Using the information>
**A)** Answer these questions using the article about Jamie Lee Curtis's name tag request:
(i) Which film is named as featuring her iconic striptease?
(ii) How many times has she been nominated for a Golden Globe?
(iii) Besides their name, what does she ask people to put on their name tags?
**B)** Continue the article about Jamie Lee Curtis's name tag request, starting right after its final sentence.

Quoted passage>
What ‘Halloween’ Star Jamie Lee Curtis Requests Her 1st Day on Set Whenever She Works
Jamie Lee Curtis is well known for a handful of celebrated cinematic turns. From True Lies (featuring her iconic striptease) to Freaky Friday, Knives Out, and, of course, Halloween, Curtis is one of the best-known names in the biz. And, she also didn’t mind shaking things up as the spokesperson for yogurt that helps move things along…
During an interview for 2018’s Halloween, Curtis sat down to talk about the film, noting how she likes to work, and what makes a set successful. She also noted one request that she has kept up over the years — no matter the production she is working on. And, it happens to portray just how sweet and down to earth the seven-time Golden Globe nominee is.
Why Jamie Lee Curtis requests that everyone wears name tags on set (for the first few days)
When speaking to SyFyWire about Halloween, Curtis said it’s unfair to arrive on set where everyone knows her name, but she doesn’t know theirs. Curtis said:
“When I work, in any group of people, on the first day, I ask people to wear name tags…because it’s not fair that Luke knows my name, I don’t know Luke’s name. That’s not fair…to walk into a room and have everybody know my name and I don’t know theirs…So I ask wear a name tag and what department you’re in, so I know you’re camera operator Luke…By third day, I would know everybody’s name… “
Curtis explained that those involved in the production of Halloween all wore name tags on the first couple of days on set. And, on the last day of filming, the crew used Curtis’ name tag request in the most heartwarming way imaginable.

(Saved entries)
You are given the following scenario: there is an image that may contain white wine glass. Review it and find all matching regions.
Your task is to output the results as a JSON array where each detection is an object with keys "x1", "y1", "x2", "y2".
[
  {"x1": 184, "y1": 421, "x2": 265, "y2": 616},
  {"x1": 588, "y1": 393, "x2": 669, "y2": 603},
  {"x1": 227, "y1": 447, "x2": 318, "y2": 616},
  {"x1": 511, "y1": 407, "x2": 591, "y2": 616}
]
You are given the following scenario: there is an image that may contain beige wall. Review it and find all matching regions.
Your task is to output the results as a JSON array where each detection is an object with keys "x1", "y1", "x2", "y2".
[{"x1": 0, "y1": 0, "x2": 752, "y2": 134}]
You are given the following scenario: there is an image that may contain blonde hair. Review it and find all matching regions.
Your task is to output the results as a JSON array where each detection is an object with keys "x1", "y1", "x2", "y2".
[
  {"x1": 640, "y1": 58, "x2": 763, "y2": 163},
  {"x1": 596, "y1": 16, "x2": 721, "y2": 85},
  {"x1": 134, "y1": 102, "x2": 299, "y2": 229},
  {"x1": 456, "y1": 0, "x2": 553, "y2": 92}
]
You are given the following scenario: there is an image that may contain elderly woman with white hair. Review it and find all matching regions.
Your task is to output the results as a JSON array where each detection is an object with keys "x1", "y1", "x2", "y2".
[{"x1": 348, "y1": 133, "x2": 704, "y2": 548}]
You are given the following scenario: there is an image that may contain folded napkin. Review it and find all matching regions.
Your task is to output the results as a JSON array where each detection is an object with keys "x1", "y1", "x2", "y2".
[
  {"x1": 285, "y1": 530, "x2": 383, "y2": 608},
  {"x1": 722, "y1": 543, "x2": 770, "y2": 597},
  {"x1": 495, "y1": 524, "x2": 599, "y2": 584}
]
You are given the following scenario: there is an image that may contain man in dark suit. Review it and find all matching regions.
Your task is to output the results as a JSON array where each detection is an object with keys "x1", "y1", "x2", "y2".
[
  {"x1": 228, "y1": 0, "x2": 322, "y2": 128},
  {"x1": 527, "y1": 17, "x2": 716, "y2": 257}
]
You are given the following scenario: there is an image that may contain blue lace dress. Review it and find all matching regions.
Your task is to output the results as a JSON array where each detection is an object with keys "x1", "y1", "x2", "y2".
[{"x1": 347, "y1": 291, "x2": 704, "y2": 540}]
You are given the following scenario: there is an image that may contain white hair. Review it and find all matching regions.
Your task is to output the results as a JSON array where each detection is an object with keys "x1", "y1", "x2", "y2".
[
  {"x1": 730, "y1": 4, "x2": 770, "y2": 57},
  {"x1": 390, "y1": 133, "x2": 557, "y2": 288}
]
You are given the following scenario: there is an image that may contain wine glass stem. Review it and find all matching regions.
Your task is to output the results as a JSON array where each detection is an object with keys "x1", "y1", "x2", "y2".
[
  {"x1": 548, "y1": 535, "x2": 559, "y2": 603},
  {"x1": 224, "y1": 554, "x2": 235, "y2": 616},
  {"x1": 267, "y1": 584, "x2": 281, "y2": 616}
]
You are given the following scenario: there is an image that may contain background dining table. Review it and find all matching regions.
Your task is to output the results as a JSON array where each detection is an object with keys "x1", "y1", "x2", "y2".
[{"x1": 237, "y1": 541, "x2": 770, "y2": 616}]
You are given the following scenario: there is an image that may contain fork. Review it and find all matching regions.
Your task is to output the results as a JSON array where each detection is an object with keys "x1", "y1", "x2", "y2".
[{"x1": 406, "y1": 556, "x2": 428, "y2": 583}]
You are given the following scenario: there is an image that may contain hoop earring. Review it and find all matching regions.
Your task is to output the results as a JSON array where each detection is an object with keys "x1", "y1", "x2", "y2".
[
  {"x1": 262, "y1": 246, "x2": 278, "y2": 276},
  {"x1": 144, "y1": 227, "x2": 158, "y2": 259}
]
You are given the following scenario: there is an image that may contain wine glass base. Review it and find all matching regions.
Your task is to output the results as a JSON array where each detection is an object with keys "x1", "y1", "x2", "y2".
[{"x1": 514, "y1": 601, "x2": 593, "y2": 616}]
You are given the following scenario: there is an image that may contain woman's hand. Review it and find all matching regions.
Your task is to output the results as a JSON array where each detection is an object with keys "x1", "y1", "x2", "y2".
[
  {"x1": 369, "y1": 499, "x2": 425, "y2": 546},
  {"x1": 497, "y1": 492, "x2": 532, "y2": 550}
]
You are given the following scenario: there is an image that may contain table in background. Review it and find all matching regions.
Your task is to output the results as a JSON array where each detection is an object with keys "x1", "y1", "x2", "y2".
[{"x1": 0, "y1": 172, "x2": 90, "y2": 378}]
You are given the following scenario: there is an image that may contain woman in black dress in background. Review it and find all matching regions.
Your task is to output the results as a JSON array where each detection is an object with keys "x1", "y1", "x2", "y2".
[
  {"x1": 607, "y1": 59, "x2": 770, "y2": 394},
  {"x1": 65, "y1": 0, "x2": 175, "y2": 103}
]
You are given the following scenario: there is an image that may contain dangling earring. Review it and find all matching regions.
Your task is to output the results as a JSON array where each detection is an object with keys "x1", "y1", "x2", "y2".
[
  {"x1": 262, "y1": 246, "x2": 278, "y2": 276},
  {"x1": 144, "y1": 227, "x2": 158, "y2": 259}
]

Answer list>
**A)**
(i) True Lies
(ii) Seven times
(iii) The department they're in

**B)**
“We are all Laurie Strode”
Curtis explained that the last day on the set of Halloween she had to film quite an emotionally complex sequence — “Laurie strode alone in her truck, sitting outside the mental hospital…where Michael Meyers has been kept for 40 years…” Strode is waiting to “watch” Meyers walk on to a bus for a transfer; she’s got a gun and she’s drinking. And, what she will do remains unknown. Curtis explained that the scene is written in such a way to imply a “cathartic evolution.”
Curtis explained that they shot the scene at night. And, as she approached the set (having done her preparation), “the entire crew were wearing name tags, and the name tags said… ‘we are all Laurie Strode’…what they were saying is we are all traumatized and we all are with you…” Curtis described shooting the scene as “incredibly powerful.”